▸ Instrução escrita 1
Pode citar, sem qualquer alteração, todas as linhas dos registos que aparecem abaixo?

▸ Texto extraído
********************

Ela - YEAH. (Pausa) Acho que eles vão ficar loucos quando chegar à fase do eu quero fazer xis, e nós com os porquês, queres fazer mas porquê, explica-me lá. Aí vai ser a demência. Acho que aí vai ser uma zona dura. No sentido em que queres por a Macha de fluorescente, está óptimo, agora porquê??

Ele - Sim, devemos trabalhar num sentido mais prático mas sem deixar o lado da conceptualidade.

Ela - Sim, nunca nunca.

Ele - Porque senão cometemos um erro enorme que é deixar fazer... fazer. Temos que encontrar sempre a plataforma de entendimento anteriormente ao fazer. Não é, ah agora vamos lá fazer o Molière. Se não há coisas entendidas não podes estar a fazer o Molière.

Ela - Não podes. Não podes saltar etapas. Senão vamos parar à zona dos equívocos. E aí não estás a ser nem fixe para eles nem para nós. Fixe no sentido em que nem eles estão a descobrir coisas novas, nem nós.

Ele - E ainda não falámos da questão do gosto. Não se discutiu o Gosto.

Ela - Ainda. Disseste bem. Aflorou-se um bocadinho mas ninguém quis pegar na coisa.

********************

(Linhas de um conjunto de dados de apontamento)
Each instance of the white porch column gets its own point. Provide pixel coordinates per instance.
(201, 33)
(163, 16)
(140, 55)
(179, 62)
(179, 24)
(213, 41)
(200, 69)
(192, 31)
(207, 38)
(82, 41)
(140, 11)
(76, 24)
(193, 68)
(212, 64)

********************

▸ Instrução escrita 2
Pode imprimir, tal como está, o trecho da conversa acima que vai de "Ela - Não podes." a "pegar na coisa."?

▸ Resultado final 1
Each instance of the white porch column gets its own point. Provide pixel coordinates per instance.
(201, 33)
(163, 16)
(140, 55)
(179, 62)
(179, 24)
(213, 41)
(200, 69)
(192, 31)
(207, 38)
(82, 41)
(140, 11)
(76, 24)
(193, 68)
(212, 64)

▸ Resultado final 2
Ela - Não podes. Não podes saltar etapas. Senão vamos parar à zona dos equívocos. E aí não estás a ser nem fixe para eles nem para nós. Fixe no sentido em que nem eles estão a descobrir coisas novas, nem nós.

Ele - E ainda não falámos da questão do gosto. Não se discutiu o Gosto.

Ela - Ainda. Disseste bem. Aflorou-se um bocadinho mas ninguém quis pegar na coisa.